> _WHAT THIS TASK INVOLVES_:
Lay out every line of the material below as a numbered list, dropping any blank lines. Leave the pictures out of your answer.

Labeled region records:
+++++

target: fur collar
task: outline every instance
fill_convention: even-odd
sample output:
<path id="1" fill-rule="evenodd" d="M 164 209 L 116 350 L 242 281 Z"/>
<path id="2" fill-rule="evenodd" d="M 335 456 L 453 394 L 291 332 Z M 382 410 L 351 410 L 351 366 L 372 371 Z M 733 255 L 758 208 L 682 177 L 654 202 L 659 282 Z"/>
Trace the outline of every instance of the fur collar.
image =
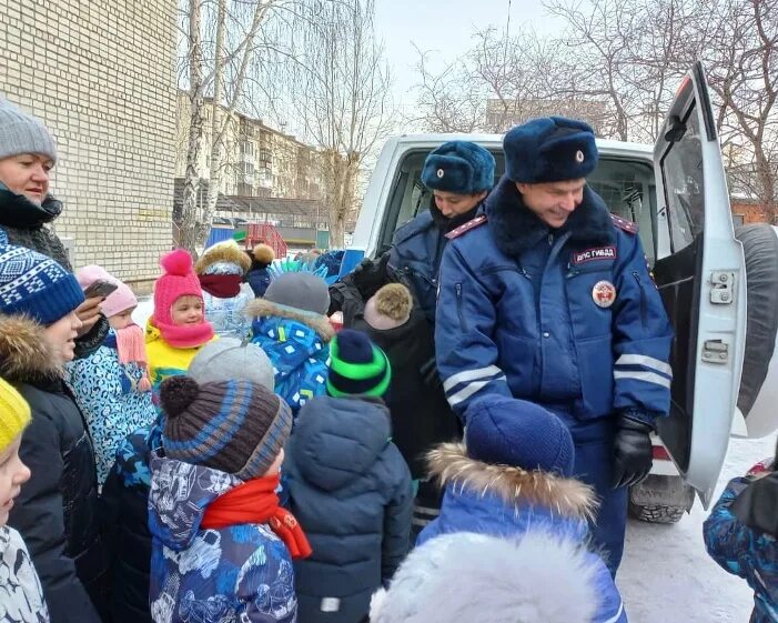
<path id="1" fill-rule="evenodd" d="M 549 233 L 548 225 L 524 205 L 516 184 L 505 177 L 486 199 L 486 215 L 497 248 L 506 255 L 521 255 Z M 570 240 L 577 244 L 613 244 L 615 241 L 610 213 L 589 187 L 584 188 L 584 201 L 559 232 L 570 232 Z"/>
<path id="2" fill-rule="evenodd" d="M 256 319 L 263 315 L 276 315 L 289 318 L 296 322 L 302 322 L 305 326 L 310 326 L 319 336 L 326 343 L 335 336 L 335 329 L 330 324 L 330 320 L 325 315 L 315 313 L 304 313 L 293 308 L 277 305 L 265 299 L 254 299 L 245 307 L 244 312 L 249 318 Z"/>
<path id="3" fill-rule="evenodd" d="M 26 315 L 0 315 L 0 376 L 11 383 L 51 382 L 64 373 L 57 359 L 42 324 Z"/>
<path id="4" fill-rule="evenodd" d="M 441 486 L 459 485 L 482 495 L 492 493 L 508 506 L 519 501 L 556 511 L 562 516 L 590 520 L 597 502 L 587 484 L 546 472 L 491 465 L 467 456 L 463 443 L 443 443 L 427 454 L 430 474 Z"/>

+++++

> _RESULT OF THIS TASK_:
1. target: fur collar
2. task: outline every instance
3. fill_convention: even-odd
4. sample output:
5. <path id="1" fill-rule="evenodd" d="M 164 209 L 116 350 L 242 281 Z"/>
6. <path id="2" fill-rule="evenodd" d="M 335 456 L 453 394 L 291 332 Z M 382 410 L 351 410 L 351 366 L 372 371 Z M 733 255 L 758 208 L 682 177 L 654 202 L 659 282 Z"/>
7. Trace the outline of every instance of the fur collar.
8. image =
9. <path id="1" fill-rule="evenodd" d="M 549 233 L 548 225 L 524 205 L 516 184 L 505 177 L 486 199 L 486 215 L 497 248 L 506 255 L 521 255 Z M 570 240 L 577 244 L 613 244 L 615 241 L 610 213 L 589 187 L 584 188 L 584 201 L 559 232 L 570 232 Z"/>
10. <path id="2" fill-rule="evenodd" d="M 256 319 L 263 315 L 276 315 L 289 318 L 296 322 L 302 322 L 305 326 L 310 326 L 319 336 L 326 343 L 335 336 L 335 329 L 330 324 L 330 320 L 325 315 L 315 313 L 304 313 L 293 308 L 277 305 L 265 299 L 254 299 L 245 307 L 244 312 L 249 318 Z"/>
11. <path id="3" fill-rule="evenodd" d="M 26 315 L 0 315 L 0 376 L 11 383 L 51 382 L 64 373 L 57 359 L 42 324 Z"/>
12. <path id="4" fill-rule="evenodd" d="M 441 486 L 459 485 L 482 495 L 492 493 L 508 506 L 519 501 L 556 511 L 562 516 L 590 520 L 597 502 L 587 484 L 546 472 L 491 465 L 467 456 L 463 443 L 443 443 L 427 454 L 430 474 Z"/>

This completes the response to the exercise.